Report every line of the records beneath this task that holds the string "below".

RECORDS TO USE Start Marker

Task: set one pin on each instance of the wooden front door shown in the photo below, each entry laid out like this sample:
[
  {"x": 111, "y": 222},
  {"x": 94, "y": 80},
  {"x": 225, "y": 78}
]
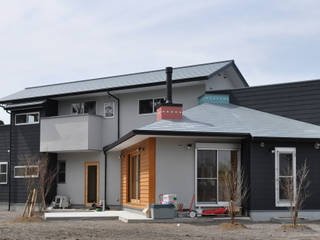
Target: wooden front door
[{"x": 91, "y": 184}]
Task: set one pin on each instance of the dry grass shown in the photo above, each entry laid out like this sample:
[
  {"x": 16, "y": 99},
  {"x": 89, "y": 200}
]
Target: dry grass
[
  {"x": 297, "y": 228},
  {"x": 232, "y": 226},
  {"x": 27, "y": 220}
]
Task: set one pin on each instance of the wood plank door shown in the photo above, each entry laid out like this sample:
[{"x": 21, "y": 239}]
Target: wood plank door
[{"x": 91, "y": 184}]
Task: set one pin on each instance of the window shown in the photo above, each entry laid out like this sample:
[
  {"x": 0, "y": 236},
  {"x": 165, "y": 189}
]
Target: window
[
  {"x": 3, "y": 172},
  {"x": 26, "y": 172},
  {"x": 27, "y": 118},
  {"x": 84, "y": 108},
  {"x": 109, "y": 110},
  {"x": 285, "y": 176},
  {"x": 61, "y": 172},
  {"x": 134, "y": 178},
  {"x": 147, "y": 106},
  {"x": 211, "y": 166}
]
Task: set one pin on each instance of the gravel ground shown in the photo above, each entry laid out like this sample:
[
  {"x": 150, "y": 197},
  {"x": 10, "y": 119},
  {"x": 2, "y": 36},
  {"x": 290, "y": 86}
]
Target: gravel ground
[{"x": 117, "y": 230}]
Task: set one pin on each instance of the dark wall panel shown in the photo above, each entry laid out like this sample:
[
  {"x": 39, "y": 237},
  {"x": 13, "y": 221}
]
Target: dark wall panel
[
  {"x": 4, "y": 157},
  {"x": 298, "y": 100},
  {"x": 263, "y": 173}
]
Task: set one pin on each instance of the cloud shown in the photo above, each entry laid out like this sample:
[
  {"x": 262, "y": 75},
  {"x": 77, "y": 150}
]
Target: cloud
[{"x": 45, "y": 42}]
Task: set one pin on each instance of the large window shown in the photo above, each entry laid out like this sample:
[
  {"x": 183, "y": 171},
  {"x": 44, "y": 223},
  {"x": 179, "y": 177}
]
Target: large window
[
  {"x": 26, "y": 171},
  {"x": 285, "y": 176},
  {"x": 212, "y": 164},
  {"x": 27, "y": 118},
  {"x": 147, "y": 106},
  {"x": 84, "y": 108},
  {"x": 134, "y": 177},
  {"x": 3, "y": 172},
  {"x": 61, "y": 171}
]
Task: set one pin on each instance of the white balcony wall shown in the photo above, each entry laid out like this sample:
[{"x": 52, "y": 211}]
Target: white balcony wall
[{"x": 71, "y": 133}]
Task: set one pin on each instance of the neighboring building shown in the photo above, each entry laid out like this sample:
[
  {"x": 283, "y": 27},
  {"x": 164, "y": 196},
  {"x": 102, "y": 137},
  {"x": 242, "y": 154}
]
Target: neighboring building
[
  {"x": 73, "y": 121},
  {"x": 118, "y": 140}
]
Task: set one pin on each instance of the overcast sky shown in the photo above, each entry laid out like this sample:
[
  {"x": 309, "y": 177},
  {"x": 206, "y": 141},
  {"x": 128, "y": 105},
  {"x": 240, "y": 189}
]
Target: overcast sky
[{"x": 43, "y": 42}]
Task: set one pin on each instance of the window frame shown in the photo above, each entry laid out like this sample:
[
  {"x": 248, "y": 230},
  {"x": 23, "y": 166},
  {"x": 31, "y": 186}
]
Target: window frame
[
  {"x": 58, "y": 168},
  {"x": 277, "y": 152},
  {"x": 6, "y": 182},
  {"x": 25, "y": 167},
  {"x": 215, "y": 147},
  {"x": 29, "y": 113},
  {"x": 153, "y": 110},
  {"x": 83, "y": 102},
  {"x": 104, "y": 109}
]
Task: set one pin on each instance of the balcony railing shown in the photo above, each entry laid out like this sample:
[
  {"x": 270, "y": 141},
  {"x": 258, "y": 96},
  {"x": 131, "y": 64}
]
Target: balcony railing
[{"x": 71, "y": 133}]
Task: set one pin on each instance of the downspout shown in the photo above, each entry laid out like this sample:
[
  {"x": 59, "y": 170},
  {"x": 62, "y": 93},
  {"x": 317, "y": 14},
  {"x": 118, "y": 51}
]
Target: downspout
[
  {"x": 105, "y": 154},
  {"x": 10, "y": 156}
]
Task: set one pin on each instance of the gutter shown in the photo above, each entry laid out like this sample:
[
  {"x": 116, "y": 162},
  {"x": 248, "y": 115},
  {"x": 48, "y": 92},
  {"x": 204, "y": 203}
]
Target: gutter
[
  {"x": 105, "y": 153},
  {"x": 10, "y": 157}
]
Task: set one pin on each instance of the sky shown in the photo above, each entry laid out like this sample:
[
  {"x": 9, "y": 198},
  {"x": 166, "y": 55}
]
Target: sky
[{"x": 46, "y": 42}]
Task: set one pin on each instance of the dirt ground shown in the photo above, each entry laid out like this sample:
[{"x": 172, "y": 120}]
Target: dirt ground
[{"x": 108, "y": 229}]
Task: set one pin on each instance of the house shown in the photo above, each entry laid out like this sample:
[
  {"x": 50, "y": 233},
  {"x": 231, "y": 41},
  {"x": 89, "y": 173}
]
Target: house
[
  {"x": 128, "y": 139},
  {"x": 71, "y": 123}
]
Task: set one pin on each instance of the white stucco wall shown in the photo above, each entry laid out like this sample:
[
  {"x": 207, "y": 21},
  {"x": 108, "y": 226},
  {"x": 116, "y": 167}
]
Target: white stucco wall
[
  {"x": 175, "y": 168},
  {"x": 75, "y": 163}
]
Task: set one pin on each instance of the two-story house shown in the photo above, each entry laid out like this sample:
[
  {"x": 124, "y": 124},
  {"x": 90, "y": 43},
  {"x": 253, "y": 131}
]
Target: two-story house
[
  {"x": 129, "y": 139},
  {"x": 73, "y": 121}
]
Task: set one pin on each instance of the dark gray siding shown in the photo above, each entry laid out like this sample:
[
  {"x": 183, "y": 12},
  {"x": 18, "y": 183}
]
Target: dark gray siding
[
  {"x": 4, "y": 157},
  {"x": 262, "y": 168},
  {"x": 25, "y": 147},
  {"x": 298, "y": 100}
]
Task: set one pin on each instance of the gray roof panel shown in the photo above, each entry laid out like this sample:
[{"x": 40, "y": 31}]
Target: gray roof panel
[
  {"x": 234, "y": 119},
  {"x": 195, "y": 71}
]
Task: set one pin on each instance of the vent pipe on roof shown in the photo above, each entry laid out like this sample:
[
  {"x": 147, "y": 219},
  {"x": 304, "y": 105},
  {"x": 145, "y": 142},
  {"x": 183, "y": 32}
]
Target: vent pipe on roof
[
  {"x": 169, "y": 110},
  {"x": 169, "y": 85}
]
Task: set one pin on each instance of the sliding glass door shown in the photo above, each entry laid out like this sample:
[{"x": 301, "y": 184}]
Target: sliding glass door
[{"x": 212, "y": 165}]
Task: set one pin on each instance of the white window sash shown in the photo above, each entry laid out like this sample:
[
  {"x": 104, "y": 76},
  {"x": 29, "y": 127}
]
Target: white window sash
[
  {"x": 214, "y": 147},
  {"x": 278, "y": 151},
  {"x": 6, "y": 173}
]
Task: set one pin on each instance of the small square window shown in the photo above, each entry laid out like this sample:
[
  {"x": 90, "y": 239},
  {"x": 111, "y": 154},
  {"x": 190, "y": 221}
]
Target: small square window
[
  {"x": 61, "y": 171},
  {"x": 3, "y": 172}
]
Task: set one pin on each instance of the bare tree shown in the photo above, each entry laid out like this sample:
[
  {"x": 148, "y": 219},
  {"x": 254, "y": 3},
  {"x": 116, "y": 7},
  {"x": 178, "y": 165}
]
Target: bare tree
[
  {"x": 39, "y": 166},
  {"x": 299, "y": 194},
  {"x": 236, "y": 190}
]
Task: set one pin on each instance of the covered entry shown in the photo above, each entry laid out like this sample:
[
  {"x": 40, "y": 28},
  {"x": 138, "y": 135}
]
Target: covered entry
[{"x": 91, "y": 183}]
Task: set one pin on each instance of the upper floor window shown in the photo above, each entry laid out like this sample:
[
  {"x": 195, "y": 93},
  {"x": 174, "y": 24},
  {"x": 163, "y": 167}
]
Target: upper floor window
[
  {"x": 27, "y": 118},
  {"x": 109, "y": 110},
  {"x": 26, "y": 171},
  {"x": 147, "y": 106},
  {"x": 84, "y": 107},
  {"x": 3, "y": 172}
]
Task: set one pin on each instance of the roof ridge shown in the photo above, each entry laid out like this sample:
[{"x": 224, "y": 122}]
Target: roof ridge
[{"x": 127, "y": 74}]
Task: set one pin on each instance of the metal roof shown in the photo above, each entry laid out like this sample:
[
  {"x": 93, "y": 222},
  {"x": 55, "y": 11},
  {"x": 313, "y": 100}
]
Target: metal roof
[
  {"x": 234, "y": 119},
  {"x": 121, "y": 81}
]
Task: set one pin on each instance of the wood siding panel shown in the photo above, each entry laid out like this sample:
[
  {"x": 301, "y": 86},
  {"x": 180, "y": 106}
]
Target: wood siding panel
[{"x": 147, "y": 173}]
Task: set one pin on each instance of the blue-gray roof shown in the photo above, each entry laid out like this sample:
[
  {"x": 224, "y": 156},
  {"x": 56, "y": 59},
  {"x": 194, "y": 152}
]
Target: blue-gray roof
[
  {"x": 234, "y": 119},
  {"x": 121, "y": 81}
]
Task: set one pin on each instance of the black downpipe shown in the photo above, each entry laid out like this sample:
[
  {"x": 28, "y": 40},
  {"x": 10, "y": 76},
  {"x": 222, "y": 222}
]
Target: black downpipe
[
  {"x": 169, "y": 85},
  {"x": 10, "y": 156},
  {"x": 105, "y": 154}
]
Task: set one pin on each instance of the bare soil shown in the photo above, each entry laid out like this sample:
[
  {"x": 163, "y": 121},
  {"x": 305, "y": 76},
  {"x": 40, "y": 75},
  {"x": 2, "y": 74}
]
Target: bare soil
[{"x": 12, "y": 228}]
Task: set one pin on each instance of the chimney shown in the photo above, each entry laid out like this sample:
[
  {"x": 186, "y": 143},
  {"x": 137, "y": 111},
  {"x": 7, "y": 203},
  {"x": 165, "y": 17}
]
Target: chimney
[{"x": 169, "y": 110}]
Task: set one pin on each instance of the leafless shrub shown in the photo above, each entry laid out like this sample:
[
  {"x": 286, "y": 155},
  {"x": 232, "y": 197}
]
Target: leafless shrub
[
  {"x": 236, "y": 189},
  {"x": 297, "y": 196},
  {"x": 46, "y": 177}
]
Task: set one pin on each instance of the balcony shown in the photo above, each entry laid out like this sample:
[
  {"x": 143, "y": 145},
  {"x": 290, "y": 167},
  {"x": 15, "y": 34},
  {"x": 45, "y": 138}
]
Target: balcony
[{"x": 71, "y": 133}]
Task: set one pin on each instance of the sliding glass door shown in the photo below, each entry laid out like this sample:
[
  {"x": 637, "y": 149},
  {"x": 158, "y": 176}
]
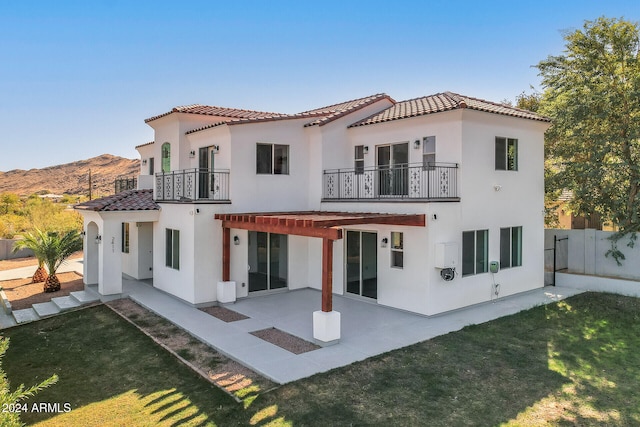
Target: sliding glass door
[
  {"x": 362, "y": 263},
  {"x": 393, "y": 162},
  {"x": 268, "y": 261}
]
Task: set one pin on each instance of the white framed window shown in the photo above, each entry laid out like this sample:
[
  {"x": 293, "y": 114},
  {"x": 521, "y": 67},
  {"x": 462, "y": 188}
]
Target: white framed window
[
  {"x": 475, "y": 252},
  {"x": 506, "y": 154},
  {"x": 272, "y": 159},
  {"x": 397, "y": 249},
  {"x": 428, "y": 152},
  {"x": 172, "y": 249},
  {"x": 166, "y": 157},
  {"x": 358, "y": 159},
  {"x": 125, "y": 237},
  {"x": 511, "y": 247}
]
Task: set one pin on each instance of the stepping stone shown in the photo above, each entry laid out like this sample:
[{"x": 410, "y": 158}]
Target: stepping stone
[
  {"x": 85, "y": 297},
  {"x": 6, "y": 320},
  {"x": 66, "y": 303},
  {"x": 26, "y": 315},
  {"x": 45, "y": 309}
]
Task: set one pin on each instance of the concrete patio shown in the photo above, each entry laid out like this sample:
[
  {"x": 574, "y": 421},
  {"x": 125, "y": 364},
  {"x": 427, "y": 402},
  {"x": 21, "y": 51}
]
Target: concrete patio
[{"x": 367, "y": 329}]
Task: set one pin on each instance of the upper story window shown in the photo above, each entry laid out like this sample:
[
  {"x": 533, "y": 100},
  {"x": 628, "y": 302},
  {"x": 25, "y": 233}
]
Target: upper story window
[
  {"x": 125, "y": 237},
  {"x": 358, "y": 159},
  {"x": 428, "y": 152},
  {"x": 397, "y": 249},
  {"x": 506, "y": 154},
  {"x": 172, "y": 248},
  {"x": 272, "y": 159},
  {"x": 166, "y": 157}
]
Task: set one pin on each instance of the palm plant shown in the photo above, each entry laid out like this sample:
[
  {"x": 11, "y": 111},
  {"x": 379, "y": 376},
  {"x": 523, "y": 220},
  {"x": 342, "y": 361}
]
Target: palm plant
[
  {"x": 53, "y": 249},
  {"x": 31, "y": 241},
  {"x": 56, "y": 248}
]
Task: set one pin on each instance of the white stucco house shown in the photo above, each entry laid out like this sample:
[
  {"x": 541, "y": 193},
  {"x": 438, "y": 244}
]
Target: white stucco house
[{"x": 404, "y": 204}]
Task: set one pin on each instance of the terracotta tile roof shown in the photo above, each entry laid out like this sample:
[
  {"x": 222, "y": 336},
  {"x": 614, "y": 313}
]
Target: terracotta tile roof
[
  {"x": 231, "y": 113},
  {"x": 130, "y": 200},
  {"x": 444, "y": 102},
  {"x": 145, "y": 144},
  {"x": 322, "y": 115},
  {"x": 335, "y": 111}
]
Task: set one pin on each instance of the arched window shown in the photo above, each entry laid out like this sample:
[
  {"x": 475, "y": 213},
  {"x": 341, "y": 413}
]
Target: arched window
[{"x": 166, "y": 157}]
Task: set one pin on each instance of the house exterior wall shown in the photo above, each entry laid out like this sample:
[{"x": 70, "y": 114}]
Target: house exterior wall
[
  {"x": 463, "y": 137},
  {"x": 518, "y": 201}
]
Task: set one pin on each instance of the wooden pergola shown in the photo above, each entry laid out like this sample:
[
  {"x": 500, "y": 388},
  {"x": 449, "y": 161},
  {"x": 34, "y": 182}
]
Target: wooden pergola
[{"x": 321, "y": 224}]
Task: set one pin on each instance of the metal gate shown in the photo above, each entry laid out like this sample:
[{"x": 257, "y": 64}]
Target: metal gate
[{"x": 556, "y": 259}]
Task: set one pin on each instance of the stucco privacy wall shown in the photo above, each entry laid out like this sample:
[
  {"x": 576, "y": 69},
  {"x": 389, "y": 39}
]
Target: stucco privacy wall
[{"x": 587, "y": 249}]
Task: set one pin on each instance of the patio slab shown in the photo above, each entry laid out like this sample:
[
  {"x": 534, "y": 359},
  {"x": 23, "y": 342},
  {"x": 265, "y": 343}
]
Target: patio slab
[
  {"x": 367, "y": 329},
  {"x": 45, "y": 309},
  {"x": 25, "y": 315}
]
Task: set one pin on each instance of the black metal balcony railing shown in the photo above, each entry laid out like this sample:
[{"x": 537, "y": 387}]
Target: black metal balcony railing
[
  {"x": 192, "y": 184},
  {"x": 125, "y": 183},
  {"x": 398, "y": 182}
]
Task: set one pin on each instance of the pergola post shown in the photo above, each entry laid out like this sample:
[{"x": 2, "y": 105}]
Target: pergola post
[
  {"x": 226, "y": 254},
  {"x": 327, "y": 275},
  {"x": 326, "y": 323},
  {"x": 226, "y": 288}
]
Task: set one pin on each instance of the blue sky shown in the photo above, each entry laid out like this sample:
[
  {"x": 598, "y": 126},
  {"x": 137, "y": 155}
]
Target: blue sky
[{"x": 78, "y": 78}]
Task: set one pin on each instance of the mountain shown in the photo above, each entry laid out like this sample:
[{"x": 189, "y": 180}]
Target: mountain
[{"x": 71, "y": 178}]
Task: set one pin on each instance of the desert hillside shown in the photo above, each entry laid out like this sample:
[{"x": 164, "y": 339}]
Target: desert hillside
[{"x": 71, "y": 178}]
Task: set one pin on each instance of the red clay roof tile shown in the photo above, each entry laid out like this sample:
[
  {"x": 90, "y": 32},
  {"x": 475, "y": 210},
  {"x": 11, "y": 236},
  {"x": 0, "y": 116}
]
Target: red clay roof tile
[
  {"x": 130, "y": 200},
  {"x": 444, "y": 102}
]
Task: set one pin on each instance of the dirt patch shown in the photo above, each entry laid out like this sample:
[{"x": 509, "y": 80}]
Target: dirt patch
[
  {"x": 10, "y": 264},
  {"x": 224, "y": 314},
  {"x": 285, "y": 340},
  {"x": 236, "y": 379},
  {"x": 23, "y": 294}
]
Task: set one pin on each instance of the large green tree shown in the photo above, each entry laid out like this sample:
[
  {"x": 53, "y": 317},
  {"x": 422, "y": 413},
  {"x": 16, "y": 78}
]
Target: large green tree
[{"x": 592, "y": 94}]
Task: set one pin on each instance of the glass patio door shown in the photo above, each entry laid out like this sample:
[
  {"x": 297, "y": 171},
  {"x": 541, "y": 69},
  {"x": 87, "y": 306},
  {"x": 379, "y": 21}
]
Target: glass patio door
[
  {"x": 393, "y": 176},
  {"x": 362, "y": 263},
  {"x": 268, "y": 261},
  {"x": 205, "y": 172}
]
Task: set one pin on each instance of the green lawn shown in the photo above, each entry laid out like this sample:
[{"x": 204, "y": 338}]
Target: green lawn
[{"x": 572, "y": 363}]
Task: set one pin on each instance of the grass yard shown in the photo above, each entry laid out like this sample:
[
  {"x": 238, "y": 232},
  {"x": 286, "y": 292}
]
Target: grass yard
[{"x": 576, "y": 362}]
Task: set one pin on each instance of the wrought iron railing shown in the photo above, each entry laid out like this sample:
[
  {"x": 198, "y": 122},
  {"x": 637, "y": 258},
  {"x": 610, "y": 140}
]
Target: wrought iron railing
[
  {"x": 192, "y": 184},
  {"x": 399, "y": 182},
  {"x": 125, "y": 183}
]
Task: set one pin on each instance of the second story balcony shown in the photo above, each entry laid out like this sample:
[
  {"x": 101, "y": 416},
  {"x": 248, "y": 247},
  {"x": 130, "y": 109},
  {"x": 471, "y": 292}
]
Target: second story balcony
[
  {"x": 404, "y": 182},
  {"x": 190, "y": 185}
]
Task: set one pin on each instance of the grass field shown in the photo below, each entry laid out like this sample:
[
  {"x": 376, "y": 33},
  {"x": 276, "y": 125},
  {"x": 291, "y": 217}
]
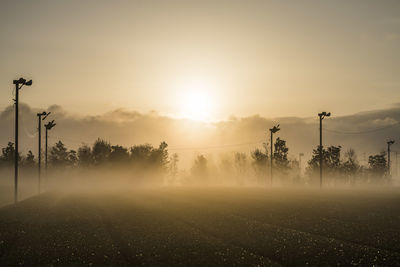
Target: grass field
[{"x": 204, "y": 226}]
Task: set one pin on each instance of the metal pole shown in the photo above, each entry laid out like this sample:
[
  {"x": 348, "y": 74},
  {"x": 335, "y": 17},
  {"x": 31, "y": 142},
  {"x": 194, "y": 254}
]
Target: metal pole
[
  {"x": 271, "y": 157},
  {"x": 389, "y": 159},
  {"x": 39, "y": 150},
  {"x": 320, "y": 152},
  {"x": 16, "y": 145},
  {"x": 45, "y": 160}
]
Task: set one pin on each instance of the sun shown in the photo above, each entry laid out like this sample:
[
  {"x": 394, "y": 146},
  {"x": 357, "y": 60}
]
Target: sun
[{"x": 197, "y": 101}]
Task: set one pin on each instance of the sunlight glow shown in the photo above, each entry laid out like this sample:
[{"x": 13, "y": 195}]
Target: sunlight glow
[{"x": 197, "y": 101}]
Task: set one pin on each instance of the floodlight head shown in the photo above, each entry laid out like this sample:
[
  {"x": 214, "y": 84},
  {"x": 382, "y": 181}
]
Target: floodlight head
[
  {"x": 50, "y": 125},
  {"x": 45, "y": 115},
  {"x": 275, "y": 129}
]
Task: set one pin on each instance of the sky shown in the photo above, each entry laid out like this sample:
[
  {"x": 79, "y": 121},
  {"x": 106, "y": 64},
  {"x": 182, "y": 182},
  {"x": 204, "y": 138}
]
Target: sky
[{"x": 203, "y": 60}]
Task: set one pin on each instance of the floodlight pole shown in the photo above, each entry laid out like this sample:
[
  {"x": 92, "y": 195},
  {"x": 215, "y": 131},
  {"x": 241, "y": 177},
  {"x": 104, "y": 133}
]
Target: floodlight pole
[
  {"x": 300, "y": 156},
  {"x": 321, "y": 115},
  {"x": 272, "y": 130},
  {"x": 18, "y": 85},
  {"x": 45, "y": 157},
  {"x": 48, "y": 126},
  {"x": 16, "y": 143},
  {"x": 391, "y": 142},
  {"x": 40, "y": 144}
]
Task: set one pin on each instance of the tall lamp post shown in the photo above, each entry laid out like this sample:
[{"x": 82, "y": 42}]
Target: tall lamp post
[
  {"x": 48, "y": 127},
  {"x": 44, "y": 114},
  {"x": 391, "y": 142},
  {"x": 272, "y": 130},
  {"x": 321, "y": 115},
  {"x": 18, "y": 85},
  {"x": 300, "y": 156}
]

RECORDS TO USE End Marker

REPLY:
Task: set one pin on each instance of the wooden front door shown in the photo below, each entry laid out like this sample:
Task: set one pin on each instance of the sliding glass door shown in the photo below, each entry laid out like this sample:
Task: set one pin on each instance of the grass field shown in the photo below, each entry laid out like this sample:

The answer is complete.